#### [Segmentation mask data]
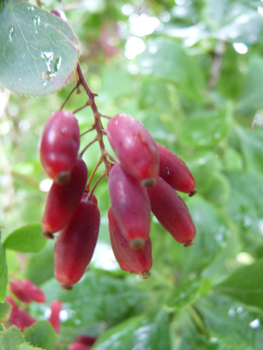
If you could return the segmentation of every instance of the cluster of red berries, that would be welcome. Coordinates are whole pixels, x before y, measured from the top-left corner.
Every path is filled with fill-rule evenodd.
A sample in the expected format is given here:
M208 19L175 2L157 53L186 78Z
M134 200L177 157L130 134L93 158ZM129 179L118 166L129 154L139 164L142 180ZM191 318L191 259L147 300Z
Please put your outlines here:
M69 344L68 350L90 350L96 339L87 335L79 335L73 343Z
M46 301L44 292L26 278L11 281L9 283L9 289L18 300L25 304L29 304L32 301L36 301L37 303L44 303ZM24 308L18 306L11 296L6 296L5 299L9 304L11 304L11 312L5 320L6 322L11 322L11 324L17 326L21 332L23 332L26 327L30 327L32 324L37 322L37 319L32 317L27 311L24 310ZM51 314L48 321L51 323L55 332L59 333L59 313L62 309L61 301L53 301L50 305L50 309Z
M123 270L148 278L152 266L151 212L179 243L190 246L195 226L175 190L192 196L196 192L195 180L180 158L155 142L143 124L129 115L110 118L103 134L118 157L115 159L105 150L102 154L111 200L108 218L112 249ZM94 188L89 191L79 145L74 114L65 110L53 113L40 143L42 165L54 181L42 228L49 238L59 232L54 248L55 276L66 289L82 277L100 226L97 199Z

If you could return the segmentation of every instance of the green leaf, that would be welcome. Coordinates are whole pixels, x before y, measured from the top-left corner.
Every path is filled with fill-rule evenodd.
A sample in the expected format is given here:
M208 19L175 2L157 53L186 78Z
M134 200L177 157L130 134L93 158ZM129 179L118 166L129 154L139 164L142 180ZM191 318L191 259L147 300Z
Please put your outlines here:
M232 172L227 177L232 193L226 212L238 225L243 239L262 245L263 177L243 172Z
M203 192L203 196L216 205L224 205L229 200L230 194L231 187L229 181L220 172L213 174L211 185Z
M253 114L263 107L263 59L253 56L250 59L248 74L241 92L238 112L241 114Z
M47 297L46 305L61 300L68 314L66 325L85 325L96 321L115 324L129 316L137 315L148 305L149 295L125 281L87 272L72 291L64 291L52 279L41 286ZM43 313L39 305L32 305L35 312Z
M0 33L1 84L31 95L66 85L78 43L65 21L28 2L9 0L0 13Z
M263 130L248 130L236 126L235 131L239 138L246 169L262 174Z
M11 310L11 305L8 302L2 302L0 303L0 322L2 322L5 318L5 316L9 313Z
M193 304L200 296L207 294L210 289L211 282L207 277L189 281L173 290L165 305L169 310L183 309Z
M228 350L261 350L263 314L235 299L214 294L198 300L198 313L210 337Z
M211 264L231 236L225 219L209 202L196 195L187 205L196 226L196 237L195 244L181 257L182 274L200 271Z
M186 97L196 102L203 98L204 84L200 69L175 41L152 40L139 56L139 65L142 73L174 83Z
M40 224L29 224L11 232L4 240L6 249L16 250L23 253L40 251L47 243L41 235Z
M19 345L24 343L24 337L20 330L13 326L5 332L0 332L0 349L1 350L18 350Z
M219 293L227 294L245 304L263 309L263 259L249 266L244 266L215 287Z
M3 302L5 299L7 286L7 264L5 257L5 249L0 243L0 302Z
M25 340L45 350L55 350L56 333L48 321L38 321L24 332Z
M229 132L231 104L219 111L201 110L190 116L184 125L182 141L192 147L215 146Z
M29 344L23 343L19 345L18 350L43 350L42 348L36 348L34 346L31 346Z
M41 273L39 273L41 271ZM40 285L54 276L54 241L48 240L44 249L30 257L26 277Z
M131 318L108 329L96 341L94 350L171 349L168 314Z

#### [Assigned task]
Leave the pictures out and return each entry exactly.

#### [Your solution]
If you could return the segmentation of every instance of the cluster of red berries, that would be welcome. Coordinates are whole pixels, x before y, measured from the top-left corner.
Every path is filled with fill-rule evenodd.
A sample in the expected format is given here:
M208 19L175 2L157 53L186 78Z
M134 200L177 157L130 134L93 158ZM129 179L118 166L129 154L139 164L142 180ZM191 318L191 259L147 300Z
Please put your outlines here:
M69 344L68 350L90 350L96 339L87 335L79 335L73 343Z
M46 301L44 292L26 278L11 281L9 283L9 289L18 300L25 304L29 304L32 301L36 301L37 303L44 303ZM24 308L18 306L11 296L6 296L5 299L9 304L11 304L11 312L5 320L6 322L11 322L11 324L17 326L21 332L23 332L26 327L30 327L32 324L37 322L37 319L32 317L27 311L24 310ZM51 314L48 321L51 323L55 332L59 333L59 313L62 309L61 301L53 301L50 305L50 309Z
M123 270L148 278L152 266L151 212L179 243L190 246L195 226L175 190L192 196L196 192L195 180L180 158L155 142L143 124L129 115L110 118L103 134L118 157L115 159L105 150L102 154L111 200L108 218L112 249ZM94 188L89 191L79 145L74 114L65 110L53 113L40 143L42 165L54 181L42 228L49 238L59 232L54 248L55 276L66 289L82 277L100 226L97 199Z

If you could return the segmentation of every instance of the green leaf, that would be welcome. Coordinates are whole pixels, x before y, measured from the top-left corner.
Every path is filled with fill-rule evenodd.
A sample in the expected format is given here:
M208 19L175 2L157 53L186 78Z
M134 200L177 157L130 134L93 158ZM129 179L118 166L129 154L139 164L142 180ZM191 318L191 259L147 300Z
Please put your outlines here:
M232 172L227 177L232 193L226 212L238 225L243 239L262 245L263 177L243 172Z
M203 192L203 196L216 205L224 205L229 200L230 194L231 187L229 181L220 172L213 174L211 185Z
M253 114L263 107L263 59L253 56L250 59L248 74L241 92L238 112L241 114Z
M47 297L46 305L61 300L68 314L66 325L85 325L96 321L115 324L129 316L137 315L148 305L149 295L125 281L87 272L72 291L64 291L52 279L41 286ZM43 313L39 305L32 305L35 312Z
M0 33L1 84L31 95L66 85L78 43L65 21L28 2L9 0L0 13Z
M263 130L248 130L236 126L235 131L239 138L246 169L262 174Z
M11 310L11 305L8 302L2 302L0 303L0 322L2 322L5 318L5 316L9 313Z
M193 304L200 296L207 294L210 289L211 282L207 277L189 281L173 290L165 305L169 310L183 309Z
M228 350L261 350L263 314L235 299L214 294L198 300L198 313L210 337Z
M211 264L231 236L225 219L209 202L196 195L187 205L196 226L196 237L195 244L181 257L182 274L200 271Z
M186 97L196 102L203 98L204 84L200 69L175 41L152 40L139 56L139 65L142 73L174 83Z
M40 224L29 224L11 232L4 240L6 249L16 250L23 253L40 251L47 243L41 235Z
M19 345L24 343L24 337L20 330L13 326L5 332L0 332L0 349L1 350L18 350Z
M219 293L227 294L245 304L263 309L263 259L249 266L244 266L215 287Z
M3 302L5 299L7 286L7 264L5 257L5 249L0 243L0 302Z
M25 340L45 350L55 350L56 333L48 321L38 321L24 332Z
M229 132L231 104L219 111L201 110L190 116L184 125L182 141L192 147L215 146Z
M29 344L23 343L19 345L18 350L43 350L42 348L36 348L34 346L31 346Z
M41 273L39 273L41 271ZM40 285L54 276L54 241L48 240L44 249L30 257L26 277Z
M131 318L108 329L96 341L94 350L171 349L168 314Z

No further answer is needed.